Passage shown =
This will be a very short article - the executive summary is - don't use AI for python code. It doesn't work;

AI is very good at python coding, but it can't deal with the mess of packaging dependencies and breaking changes in bundling a real world python app.

On day 1, I had an entire app - frontend, backend, user authentication, login with Google and other OAuth providers, custom data model, and unit tests.

On day 2 I spent 6 hours trying to get the unit test to work. I thought I made some progress. But I also noticed that ChatGPT (and all the other LLMS - I tried a few) would sometimes start looping on a problem.

Looping is: GPT writes "Code 1" - run - errors - GPT fix errors with "Code 2" - errors - GPT fixes errors with "Code 1" - .... infinite loop of going back and forth between two code bases.

On day 3 I decided to get really into it and understand all the code so I could fix it up - reading documentation on the various clever ORM wrappers, packages, and so on. The unit tests almost started working, but then never really did.

Day 4 I decided I will actually write all this from scratch - building something minimal that works, then building on top of that, just like you normally would.

Why is ChatGPT failing so badly at Python? The reason is that GPT can't deal with Python's main problem - the package manager, breaking change versions of both Python and available packages.

The AI writes very nice, functional, correct Python code, and can explain it very well if needed; but it can't deal with a package that was upgraded to suddenly have a completely different API. With an ORM wrapper that can do things in a variety of different ways.

So something that should take 2 minutes, like "please just give me a backend with user authentication" takes 5 days or in my case, never even gets done as the AI loops between non-working solutions.

Lessons learned!

Perhaps understanding what you're doing is not as dead yet as some of us thought. It's still relevant in 2024.

Dataset content =
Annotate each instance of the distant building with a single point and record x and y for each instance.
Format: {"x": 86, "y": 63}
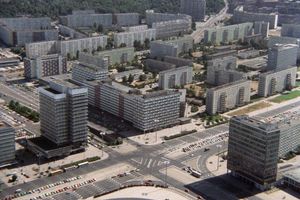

Task instructions = In the article on using AI to write Python code, what did the author spend 6 hours doing on day 2?

Exercise solution = Trying to get the unit test to work.